**Data for analysis:**
--------------------------------------------------
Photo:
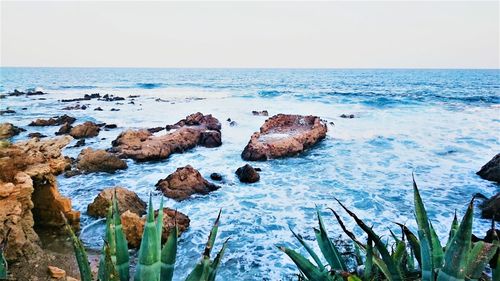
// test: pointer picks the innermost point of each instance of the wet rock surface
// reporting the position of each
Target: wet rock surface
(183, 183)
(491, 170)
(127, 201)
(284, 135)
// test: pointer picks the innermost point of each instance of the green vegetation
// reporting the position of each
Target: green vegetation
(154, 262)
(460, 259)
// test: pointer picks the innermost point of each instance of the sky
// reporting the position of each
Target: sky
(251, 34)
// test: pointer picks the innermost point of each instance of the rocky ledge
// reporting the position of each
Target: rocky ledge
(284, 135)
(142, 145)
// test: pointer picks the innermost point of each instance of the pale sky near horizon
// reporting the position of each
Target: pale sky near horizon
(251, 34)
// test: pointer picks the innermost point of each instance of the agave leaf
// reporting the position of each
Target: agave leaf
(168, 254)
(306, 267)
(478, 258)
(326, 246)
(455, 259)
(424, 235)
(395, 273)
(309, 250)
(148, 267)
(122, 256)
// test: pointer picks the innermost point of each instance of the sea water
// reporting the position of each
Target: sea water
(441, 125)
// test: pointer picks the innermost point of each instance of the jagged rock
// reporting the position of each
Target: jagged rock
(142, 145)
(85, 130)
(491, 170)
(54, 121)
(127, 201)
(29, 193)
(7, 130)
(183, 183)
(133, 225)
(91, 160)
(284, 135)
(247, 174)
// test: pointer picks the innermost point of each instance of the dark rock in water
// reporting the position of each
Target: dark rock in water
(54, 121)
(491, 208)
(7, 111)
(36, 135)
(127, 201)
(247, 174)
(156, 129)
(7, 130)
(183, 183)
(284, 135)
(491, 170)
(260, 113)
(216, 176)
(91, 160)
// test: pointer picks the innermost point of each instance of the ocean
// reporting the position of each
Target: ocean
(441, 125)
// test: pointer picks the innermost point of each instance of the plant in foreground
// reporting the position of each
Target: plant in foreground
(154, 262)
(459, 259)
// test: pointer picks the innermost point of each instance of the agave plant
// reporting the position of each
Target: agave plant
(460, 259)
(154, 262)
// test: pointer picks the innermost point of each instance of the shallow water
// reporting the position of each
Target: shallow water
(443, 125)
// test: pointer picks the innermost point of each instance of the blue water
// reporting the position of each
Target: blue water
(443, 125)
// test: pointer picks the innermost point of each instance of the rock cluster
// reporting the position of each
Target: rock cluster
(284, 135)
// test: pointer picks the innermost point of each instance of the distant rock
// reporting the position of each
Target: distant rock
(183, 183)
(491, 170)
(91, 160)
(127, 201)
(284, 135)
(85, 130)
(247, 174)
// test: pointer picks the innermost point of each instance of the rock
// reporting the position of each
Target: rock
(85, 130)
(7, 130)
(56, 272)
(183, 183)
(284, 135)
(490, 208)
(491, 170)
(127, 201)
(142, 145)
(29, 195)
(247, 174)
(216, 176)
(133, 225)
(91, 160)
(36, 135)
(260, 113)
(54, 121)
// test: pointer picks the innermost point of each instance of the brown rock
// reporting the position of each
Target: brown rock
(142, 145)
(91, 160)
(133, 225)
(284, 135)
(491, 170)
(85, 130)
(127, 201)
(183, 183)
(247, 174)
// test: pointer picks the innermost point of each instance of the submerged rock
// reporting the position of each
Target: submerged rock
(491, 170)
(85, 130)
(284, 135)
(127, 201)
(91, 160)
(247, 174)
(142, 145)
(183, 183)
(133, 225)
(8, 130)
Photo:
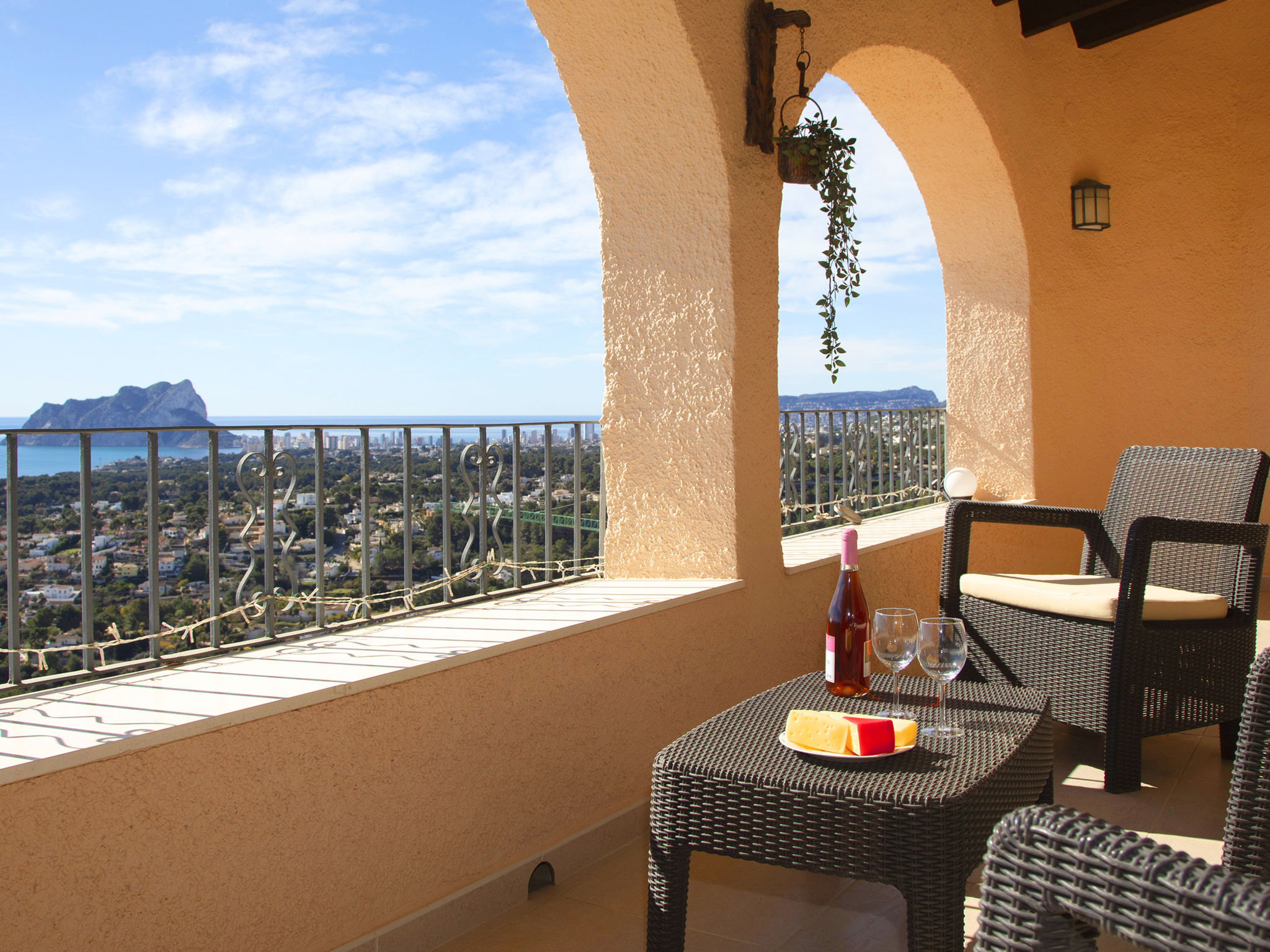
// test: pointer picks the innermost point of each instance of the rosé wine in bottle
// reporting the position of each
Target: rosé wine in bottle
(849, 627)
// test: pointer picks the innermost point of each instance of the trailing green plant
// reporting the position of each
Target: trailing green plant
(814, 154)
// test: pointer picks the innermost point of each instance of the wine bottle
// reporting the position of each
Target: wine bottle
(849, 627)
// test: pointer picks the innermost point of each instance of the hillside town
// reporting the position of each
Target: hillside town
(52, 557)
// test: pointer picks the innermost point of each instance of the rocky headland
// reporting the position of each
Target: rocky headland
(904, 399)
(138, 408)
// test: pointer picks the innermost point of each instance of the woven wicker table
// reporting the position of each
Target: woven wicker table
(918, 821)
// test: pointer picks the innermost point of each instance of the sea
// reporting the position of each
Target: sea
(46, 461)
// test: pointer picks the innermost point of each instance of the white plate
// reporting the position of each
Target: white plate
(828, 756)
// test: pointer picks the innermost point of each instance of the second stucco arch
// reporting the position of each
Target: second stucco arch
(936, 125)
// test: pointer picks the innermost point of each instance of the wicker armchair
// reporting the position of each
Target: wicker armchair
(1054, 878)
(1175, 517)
--------------------------------------------------
**Activity:** Leaving each image aside, repeat the listing above exactly.

**Answer space:**
Photo:
// test: pointer picks the innermost point of each instance of the wet rock surface
// reporting the position of each
Target: wet rock surface
(183, 183)
(491, 170)
(127, 201)
(284, 135)
// test: pointer picks the innermost point of each instance of the green vegetation
// reporting the position of each
Target: green vegetation
(154, 262)
(460, 259)
// test: pointer picks the innermost point of each instance of the sky
// reporting the position of each
Target: sky
(251, 34)
// test: pointer picks the innermost point of each instance of the rocky ledge
// reporting the position of each
Target: rocky ledge
(284, 135)
(142, 145)
// test: pointer picks the innermost point of each instance of the pale sky near horizon
// reporting the position of each
Target: pale sky near horizon
(251, 34)
// test: pointer picks the innermost point of each instance of the agave leaf
// reporting the position of each
Target: agave leaf
(168, 254)
(306, 267)
(478, 258)
(326, 246)
(455, 259)
(424, 235)
(395, 273)
(309, 250)
(148, 267)
(122, 256)
// test: pointer picks the innermost point of each instance of the sea water
// reporting the position of each
Target: sea water
(441, 125)
// test: pointer picks the innermost point of each instance of the jagged rock
// reporting the position of each
Target: jagged rock
(142, 145)
(85, 130)
(491, 170)
(54, 121)
(127, 201)
(29, 193)
(7, 130)
(183, 183)
(133, 225)
(91, 160)
(284, 135)
(247, 174)
// test: pointer picks the innermost point of each instance of the dark rock in water
// reporting the position of each
Target: dark rock in water
(54, 121)
(491, 208)
(7, 111)
(36, 135)
(127, 201)
(247, 174)
(156, 129)
(7, 130)
(183, 183)
(284, 135)
(491, 170)
(260, 113)
(216, 176)
(91, 160)
// test: pointer picks the innermost point of each instance of the ocean
// reporting the position of each
Target: ocean
(441, 125)
// test: pointer picks the innermost point of each instance of the plant in foreground
// reporting the position of each
Target: plant in foreground
(154, 262)
(459, 259)
// test: pointer picks the innermost point of each instance of the agave plant
// reporting the position of each
Target: agave plant
(460, 259)
(154, 262)
// test: pointer picks the innermost point of each instance of the shallow water
// reporting the position of each
Target: shallow water
(443, 125)
// test: pointer picks the innermost point of each instance of the blue water
// reporting the position of each
Target: blue water
(443, 125)
// test: pointer picks the innermost point of each instance of the rock cluster
// reporting the position of each
Target: rock cluster
(284, 135)
// test: pointer picks the innermost point of each instance of the distant rock
// reporting the position of each
Target: distant rock
(183, 183)
(491, 170)
(91, 160)
(127, 201)
(284, 135)
(85, 130)
(247, 174)
// test: pointer picks the innermost point of each instance of the rock
// reporting the position of each
Target: rock
(85, 130)
(7, 130)
(56, 272)
(183, 183)
(284, 135)
(490, 208)
(491, 170)
(127, 201)
(142, 145)
(29, 195)
(247, 174)
(216, 176)
(133, 225)
(91, 160)
(36, 135)
(260, 113)
(54, 121)
// test: pointer picks the innermost point of each instance of the brown rock
// reporting the position of each
Target: brown rock
(142, 145)
(91, 160)
(133, 225)
(284, 135)
(491, 170)
(85, 130)
(127, 201)
(183, 183)
(247, 174)
// test: pointer picks the innermost point of each instance of the submerged rock
// reporting the position of each
Target: submerged rock
(491, 170)
(85, 130)
(284, 135)
(127, 201)
(91, 160)
(247, 174)
(142, 145)
(183, 183)
(133, 225)
(8, 130)
Photo:
// test: pointer picks the innermost point of each instance of the rosé wine in bottle
// reporting the position of each
Target: rosé wine in bottle
(849, 627)
// test: pointer picks the innermost point of each instance of the trailing green plant
// reporting the position of each
Target: trailing green plant
(814, 154)
// test: pointer picks the innermost point of each instance of the wine bottle
// reporting the position of each
Target: wine bottle
(849, 627)
// test: pointer picks the innermost point of each instance of the hillside town
// reporting the position of each
Target: hillside town
(52, 557)
// test: pointer picks the innermost point of each instance of the rocky headland
// reporting the position of each
Target: rocky headland
(904, 399)
(138, 408)
// test: pointer picks the innermost point of each instance of the woven wicker table
// reporting the position of each
Target: woven wicker table
(918, 821)
// test: pointer picks the innermost point of each instance of the sea
// reporting the position of each
Target: sea
(46, 461)
// test: pointer picks the innermost point of each instance of the white plate
// reporting the position of each
Target: white plate
(828, 756)
// test: pointer picks the innermost point of each instance of the second stucco arch
// reporting the position of each
Target: second stucco arch
(936, 125)
// test: pointer picks the innermost point of each instance of the wicker armchair
// reporting the position of each
Target: wicker armchair
(1054, 878)
(1175, 517)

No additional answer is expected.